**STATED PROBLEM:**
Reproduce every one of the following entries line for line, changing nothing.

**PROVIDED MATERIAL:**
[start]

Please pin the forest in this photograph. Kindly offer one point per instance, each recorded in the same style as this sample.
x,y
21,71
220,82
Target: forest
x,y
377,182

[end]

**WRITTEN ANSWER:**
Please pin the forest in this photograph. Kindly offer one point per instance, each recorded in the same style as this sample.
x,y
21,71
220,82
Target: forest
x,y
377,182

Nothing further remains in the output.